● **Objetivos**:
[1] Según el fragmento sobre el doctor Smith, ¿por qué sus lecciones de filosofía moral en Glasgow llegaban a tratar la economía política? Responde en una a tres oraciones.
[2] Cita del fragmento sobre el doctor Smith todo lo que va desde «En Glasgow, el» hasta «subsistencia.».

● **Fragmento del texto**:

---

DESARROLLO
Quien en el año 1760 hubiese viajado por Inglaterra
habría oído
hablar, con toda probabilidad, de
cierto doctor Smith, de la Universidad de
Glasgow. Si no famoso, el doctor Smith era, desde luego, hombre muy
conocido. Voltaire
había oído hablar de él; David Hume era
íntimo amigo suyo; ciertos estudiosos habían venido
desde la propia Rusia para
escuchar sus lecciones, dificultosas, pero
entusiastas.
Del doctor Smith se sabía que, además de
sus dotes de profesor,
poseía una personalidad
nada corriente. De todos eran conocidas sus distracciones y
ensimismamientos; en cierta ocasión, paseando con un
amigo, iba tan absorto en la discusión que
sostenían, que cayó en un pozo de una
tenería; cuéntase también que otra vez se
preparó por sí mismo una espléndida bebida
de pan y mantequilla, asegurando luego que jamás
había bebido una taza de té tan malo. Pero sus
rarezas, que eran muchas, no perjudicaron en nada a su capacidad
intelectual. El doctor Smith puede figurar entre los más
grandes filósofos de su época.
En Glasgow, el doctor Smith dio lecciones sobre problemas de
filosofía moral,
asignatura que entonces abarcaba un campo mucho más
extenso que hoy. En la filosofía moral estaban incluidas
la teología natural, la ética, la
jurisprudencia
y la economía
política. Comprendía, pues, desde los
más sublimes impulsos del hombre hacia el orden y la
armonía, hasta sus actividades, algo menos ordenadas y
armoniosas, en la más áspera tarea de ganarse la
subsistencia.
La teología natural – es decir, la
búsqueda de un designio en la confusión del cosmos-
ha sido objeto, desde los tiempos más remotos, del impulso
racionalizador del hombre; nuestro hipotético viajero se
habría sentido muy a sus anchas oyendo explicar al doctor
Smith las leyes naturales
que se ocultan debajo del aparente caos del universo. Pero
quizá le habría parecido al viajero que el doctor
Smith estiraba, en verdad, la filosofía más
allá de sus límites
convenientes cuando llegaba a la otra extremidad del espectro; es
decir, a la búsqueda de un gran sistema
arquitectónico por debajo de la barahúnda de la
vida cotidiana.

---

● **Datos registrados**:
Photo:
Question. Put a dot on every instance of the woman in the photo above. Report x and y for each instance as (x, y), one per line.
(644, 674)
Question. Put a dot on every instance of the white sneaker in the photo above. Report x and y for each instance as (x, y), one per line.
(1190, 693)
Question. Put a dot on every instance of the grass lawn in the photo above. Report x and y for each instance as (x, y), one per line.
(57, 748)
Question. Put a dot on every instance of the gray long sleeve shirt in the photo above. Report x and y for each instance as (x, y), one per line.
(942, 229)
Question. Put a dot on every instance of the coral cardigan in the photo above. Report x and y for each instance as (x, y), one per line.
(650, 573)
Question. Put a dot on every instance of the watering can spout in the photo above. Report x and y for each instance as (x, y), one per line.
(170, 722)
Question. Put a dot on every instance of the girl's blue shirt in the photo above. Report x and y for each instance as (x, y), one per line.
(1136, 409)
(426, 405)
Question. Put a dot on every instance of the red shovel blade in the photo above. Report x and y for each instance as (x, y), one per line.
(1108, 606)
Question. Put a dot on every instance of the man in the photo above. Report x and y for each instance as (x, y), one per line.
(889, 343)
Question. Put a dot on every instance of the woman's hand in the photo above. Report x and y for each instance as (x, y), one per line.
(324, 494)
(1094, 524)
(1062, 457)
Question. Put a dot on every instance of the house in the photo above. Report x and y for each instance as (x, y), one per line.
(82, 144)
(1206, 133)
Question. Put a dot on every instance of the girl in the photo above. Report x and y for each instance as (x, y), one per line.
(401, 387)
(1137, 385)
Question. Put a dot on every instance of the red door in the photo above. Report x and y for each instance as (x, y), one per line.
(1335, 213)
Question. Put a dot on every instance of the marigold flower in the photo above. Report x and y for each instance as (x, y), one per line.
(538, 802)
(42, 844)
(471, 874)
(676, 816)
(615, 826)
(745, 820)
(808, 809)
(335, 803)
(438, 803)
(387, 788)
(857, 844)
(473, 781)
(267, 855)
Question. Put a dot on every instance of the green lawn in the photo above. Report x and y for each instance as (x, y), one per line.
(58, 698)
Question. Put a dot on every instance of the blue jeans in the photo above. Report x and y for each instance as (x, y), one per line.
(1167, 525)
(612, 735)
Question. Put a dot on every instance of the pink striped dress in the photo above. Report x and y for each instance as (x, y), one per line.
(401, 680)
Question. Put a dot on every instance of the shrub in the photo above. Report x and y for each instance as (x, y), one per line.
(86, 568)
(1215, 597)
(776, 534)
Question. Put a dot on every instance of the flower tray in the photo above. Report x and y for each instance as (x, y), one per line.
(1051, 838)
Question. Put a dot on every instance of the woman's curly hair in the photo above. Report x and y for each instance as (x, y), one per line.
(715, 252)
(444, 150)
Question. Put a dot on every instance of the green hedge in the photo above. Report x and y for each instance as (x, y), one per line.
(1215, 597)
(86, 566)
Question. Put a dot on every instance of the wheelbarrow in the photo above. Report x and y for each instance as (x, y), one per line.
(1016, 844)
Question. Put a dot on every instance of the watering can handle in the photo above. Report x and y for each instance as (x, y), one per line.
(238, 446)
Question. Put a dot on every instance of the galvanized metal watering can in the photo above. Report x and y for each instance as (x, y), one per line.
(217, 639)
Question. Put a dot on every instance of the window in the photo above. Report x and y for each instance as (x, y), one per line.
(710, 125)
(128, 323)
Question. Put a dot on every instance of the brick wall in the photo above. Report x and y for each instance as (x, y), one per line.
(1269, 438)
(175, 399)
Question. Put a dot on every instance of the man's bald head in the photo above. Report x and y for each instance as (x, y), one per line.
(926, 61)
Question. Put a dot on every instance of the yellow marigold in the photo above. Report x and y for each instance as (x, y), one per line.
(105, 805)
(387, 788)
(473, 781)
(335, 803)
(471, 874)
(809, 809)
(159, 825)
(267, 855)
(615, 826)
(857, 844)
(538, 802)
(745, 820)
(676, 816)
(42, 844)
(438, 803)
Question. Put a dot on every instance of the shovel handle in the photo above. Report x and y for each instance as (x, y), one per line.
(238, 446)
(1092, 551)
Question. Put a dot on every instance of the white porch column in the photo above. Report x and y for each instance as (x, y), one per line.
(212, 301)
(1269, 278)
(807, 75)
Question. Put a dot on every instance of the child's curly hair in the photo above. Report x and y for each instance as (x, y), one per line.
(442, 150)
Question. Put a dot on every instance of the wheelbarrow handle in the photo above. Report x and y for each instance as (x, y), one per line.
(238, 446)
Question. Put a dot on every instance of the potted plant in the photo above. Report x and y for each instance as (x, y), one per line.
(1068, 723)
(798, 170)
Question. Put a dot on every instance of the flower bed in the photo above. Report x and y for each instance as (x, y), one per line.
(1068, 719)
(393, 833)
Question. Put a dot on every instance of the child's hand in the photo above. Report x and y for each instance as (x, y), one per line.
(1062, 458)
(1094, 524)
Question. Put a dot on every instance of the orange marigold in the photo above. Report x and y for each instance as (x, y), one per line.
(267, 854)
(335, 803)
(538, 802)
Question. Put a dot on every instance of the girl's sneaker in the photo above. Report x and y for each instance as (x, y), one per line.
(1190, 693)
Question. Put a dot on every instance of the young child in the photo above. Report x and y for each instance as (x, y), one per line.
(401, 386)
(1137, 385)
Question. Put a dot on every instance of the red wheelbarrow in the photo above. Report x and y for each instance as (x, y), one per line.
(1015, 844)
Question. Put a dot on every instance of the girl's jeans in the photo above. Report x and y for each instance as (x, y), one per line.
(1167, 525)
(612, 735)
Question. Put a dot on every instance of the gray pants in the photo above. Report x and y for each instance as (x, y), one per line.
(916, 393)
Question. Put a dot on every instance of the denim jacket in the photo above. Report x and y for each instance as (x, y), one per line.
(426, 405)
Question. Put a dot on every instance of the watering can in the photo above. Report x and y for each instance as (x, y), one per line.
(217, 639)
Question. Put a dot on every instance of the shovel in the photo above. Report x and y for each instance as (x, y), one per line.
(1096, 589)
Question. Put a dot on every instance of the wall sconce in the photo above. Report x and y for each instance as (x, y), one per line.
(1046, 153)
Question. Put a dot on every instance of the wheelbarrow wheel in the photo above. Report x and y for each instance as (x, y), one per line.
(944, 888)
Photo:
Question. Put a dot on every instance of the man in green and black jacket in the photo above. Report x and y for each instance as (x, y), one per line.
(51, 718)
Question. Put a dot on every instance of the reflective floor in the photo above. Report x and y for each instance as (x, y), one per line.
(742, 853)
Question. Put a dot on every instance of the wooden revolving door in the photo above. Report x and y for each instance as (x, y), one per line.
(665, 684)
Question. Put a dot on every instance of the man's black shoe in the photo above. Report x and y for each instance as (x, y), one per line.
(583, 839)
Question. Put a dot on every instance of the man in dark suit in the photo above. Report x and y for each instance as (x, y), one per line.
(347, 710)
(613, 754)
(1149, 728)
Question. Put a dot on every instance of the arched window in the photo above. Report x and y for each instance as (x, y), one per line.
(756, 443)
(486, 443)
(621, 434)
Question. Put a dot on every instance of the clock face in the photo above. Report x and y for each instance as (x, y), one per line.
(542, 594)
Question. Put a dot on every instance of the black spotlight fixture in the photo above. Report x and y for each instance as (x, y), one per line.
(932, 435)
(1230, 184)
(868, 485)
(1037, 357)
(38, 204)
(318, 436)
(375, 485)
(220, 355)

---

● **Resultados del ejercicio**:
[1] Porque en aquella época la filosofía moral abarcaba un campo mucho más extenso que hoy. Incluía la teología natural, la ética, la jurisprudencia y la economía política.

[2]
En Glasgow, el doctor Smith dio lecciones sobre problemas de
filosofía moral,
asignatura que entonces abarcaba un campo mucho más
extenso que hoy. En la filosofía moral estaban incluidas
la teología natural, la ética, la
jurisprudencia
y la economía
política. Comprendía, pues, desde los
más sublimes impulsos del hombre hacia el orden y la
armonía, hasta sus actividades, algo menos ordenadas y
armoniosas, en la más áspera tarea de ganarse la
subsistencia.